- **EXCERPTED DATA**:
** START **
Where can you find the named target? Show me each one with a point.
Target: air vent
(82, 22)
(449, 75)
** END **
** START **
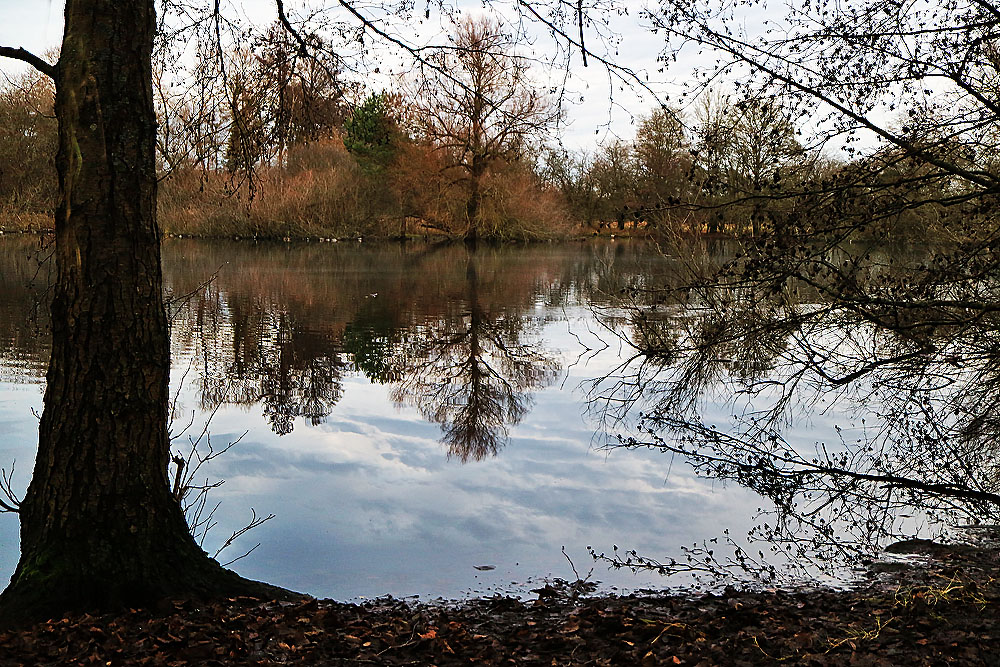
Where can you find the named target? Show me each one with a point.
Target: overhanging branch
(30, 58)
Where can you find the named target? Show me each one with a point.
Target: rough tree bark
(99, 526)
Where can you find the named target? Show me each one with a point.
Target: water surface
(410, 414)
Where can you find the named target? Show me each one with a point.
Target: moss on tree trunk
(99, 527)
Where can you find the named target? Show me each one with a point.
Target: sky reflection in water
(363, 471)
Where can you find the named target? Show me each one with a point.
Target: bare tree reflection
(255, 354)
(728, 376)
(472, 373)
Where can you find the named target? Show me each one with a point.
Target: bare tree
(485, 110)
** END **
** START **
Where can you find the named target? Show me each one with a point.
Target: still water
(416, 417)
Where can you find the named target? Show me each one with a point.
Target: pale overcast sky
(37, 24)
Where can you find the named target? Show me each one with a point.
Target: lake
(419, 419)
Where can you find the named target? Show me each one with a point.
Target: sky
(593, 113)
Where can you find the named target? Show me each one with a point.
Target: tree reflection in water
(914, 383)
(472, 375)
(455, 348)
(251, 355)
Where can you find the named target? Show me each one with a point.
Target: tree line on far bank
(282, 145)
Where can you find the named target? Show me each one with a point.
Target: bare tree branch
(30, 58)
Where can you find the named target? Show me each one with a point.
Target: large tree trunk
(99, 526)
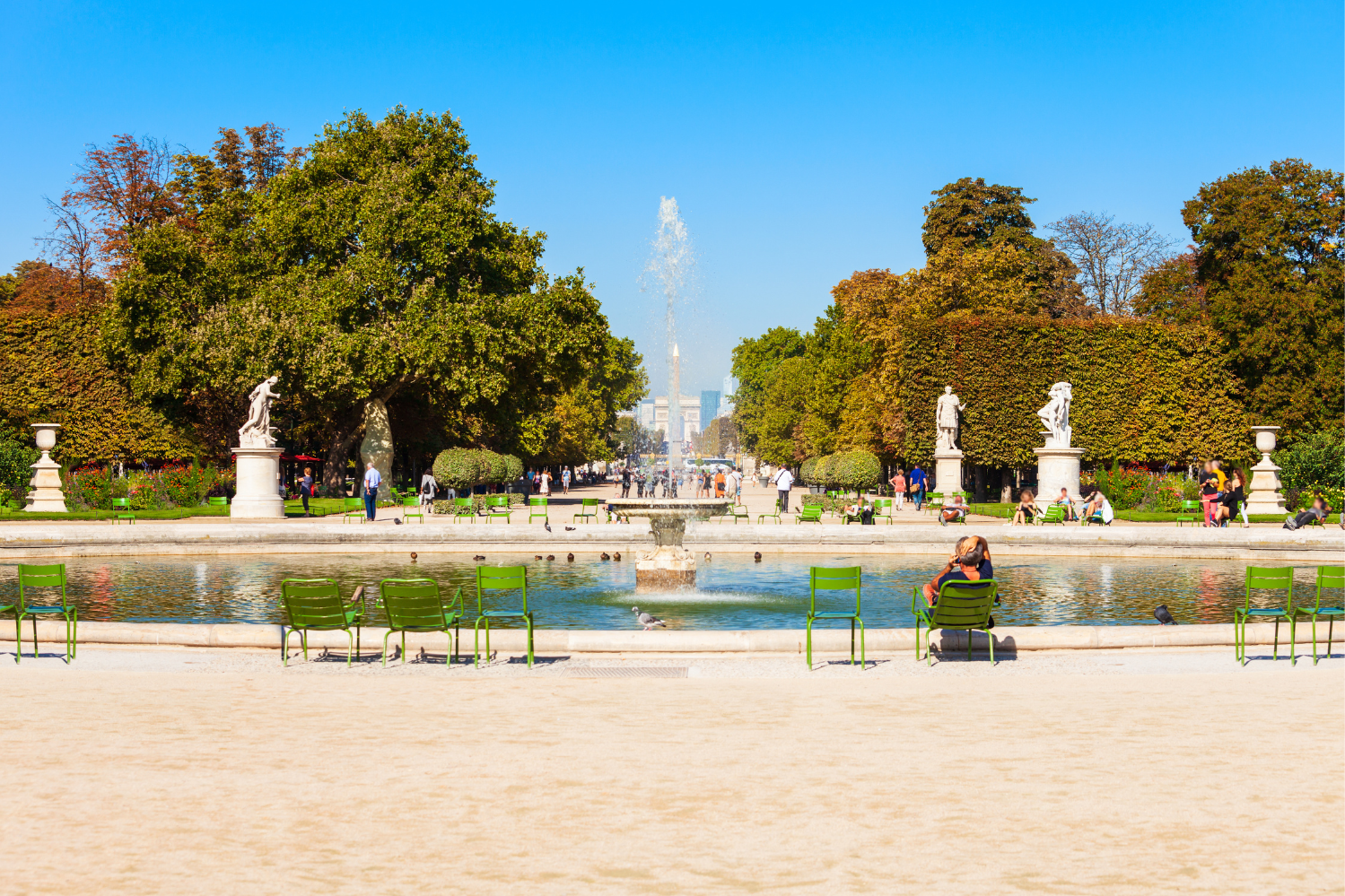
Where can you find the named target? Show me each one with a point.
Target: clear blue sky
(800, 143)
** END **
- **WRITTEN EXERCISE**: Pick out every line in the records above that contains the word "reflection" and copy each of those lines.

- **EXERCISE ANSWER**:
Target: sky reflection in water
Target: bare tree reflection
Target: tree reflection in water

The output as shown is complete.